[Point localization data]

= = = = = = =

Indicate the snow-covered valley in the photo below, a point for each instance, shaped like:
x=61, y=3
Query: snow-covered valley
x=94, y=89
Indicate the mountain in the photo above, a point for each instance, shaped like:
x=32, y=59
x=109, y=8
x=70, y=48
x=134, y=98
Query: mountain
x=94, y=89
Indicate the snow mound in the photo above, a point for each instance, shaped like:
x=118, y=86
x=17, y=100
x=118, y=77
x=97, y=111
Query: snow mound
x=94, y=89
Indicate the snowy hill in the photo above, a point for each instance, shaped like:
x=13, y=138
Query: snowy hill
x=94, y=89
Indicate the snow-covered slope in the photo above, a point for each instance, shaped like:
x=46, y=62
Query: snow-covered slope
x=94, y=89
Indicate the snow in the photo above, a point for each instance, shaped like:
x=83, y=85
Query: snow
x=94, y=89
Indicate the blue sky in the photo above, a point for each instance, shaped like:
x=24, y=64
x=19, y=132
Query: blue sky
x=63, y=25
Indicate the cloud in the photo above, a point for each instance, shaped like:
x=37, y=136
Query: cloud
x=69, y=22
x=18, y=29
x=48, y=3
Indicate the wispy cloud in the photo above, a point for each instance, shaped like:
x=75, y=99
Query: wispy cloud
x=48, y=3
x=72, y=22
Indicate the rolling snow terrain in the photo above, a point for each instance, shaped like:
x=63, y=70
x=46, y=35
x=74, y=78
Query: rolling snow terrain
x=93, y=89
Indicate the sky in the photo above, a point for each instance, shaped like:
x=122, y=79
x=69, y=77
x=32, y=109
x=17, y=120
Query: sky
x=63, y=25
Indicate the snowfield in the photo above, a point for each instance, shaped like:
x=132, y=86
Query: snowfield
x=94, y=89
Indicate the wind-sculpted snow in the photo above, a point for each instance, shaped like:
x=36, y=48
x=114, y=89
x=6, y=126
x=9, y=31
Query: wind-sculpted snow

= = = = = = =

## Exercise goal
The records above must be printed again in full, exactly as written.

## Final answer
Indicate the snow-covered valley in the photo below, a point for each instance, shaped like:
x=61, y=3
Query: snow-covered valley
x=94, y=89
Indicate the mountain in the photo above, a point for each instance, shaped like:
x=32, y=59
x=109, y=8
x=70, y=48
x=134, y=98
Query: mountain
x=94, y=89
Indicate the snow mound in the photo above, a point for each instance, shaped like:
x=118, y=86
x=17, y=100
x=118, y=77
x=97, y=111
Query: snow mound
x=94, y=89
Indicate the snowy hill in the photo above, a point for each instance, shaped like:
x=13, y=138
Query: snowy hill
x=94, y=89
Indicate the snow-covered slope in the photo above, a point for each instance, shaped like:
x=46, y=62
Query: snow-covered slope
x=94, y=89
Indicate the snow in the photo above, a point for each instance, shaped like:
x=83, y=85
Query: snow
x=94, y=89
Indicate the blue sky in the photo above, a point for each instance, shaped like:
x=24, y=64
x=19, y=132
Query: blue sky
x=63, y=25
Indicate the cloud in the photo above, a point for each instance, shaped like:
x=37, y=136
Query: cloud
x=69, y=22
x=18, y=29
x=48, y=3
Indicate the wispy cloud in the photo above, a point for each instance, shaped like:
x=75, y=99
Query: wispy cloud
x=48, y=3
x=72, y=22
Indicate the rolling snow terrain in the photo above, a point for each instance, shaped like:
x=63, y=70
x=46, y=35
x=74, y=78
Query: rolling snow terrain
x=93, y=89
Indicate the sky in the photo above, a point for each instance, shaped like:
x=122, y=79
x=69, y=77
x=32, y=109
x=17, y=120
Query: sky
x=63, y=25
Indicate the snowfield in the photo above, a point for each instance, shaped like:
x=132, y=86
Query: snowfield
x=94, y=89
Indicate the wind-sculpted snow in the photo above, a point for each instance, shaped like:
x=36, y=48
x=114, y=89
x=6, y=126
x=9, y=31
Query: wind-sculpted snow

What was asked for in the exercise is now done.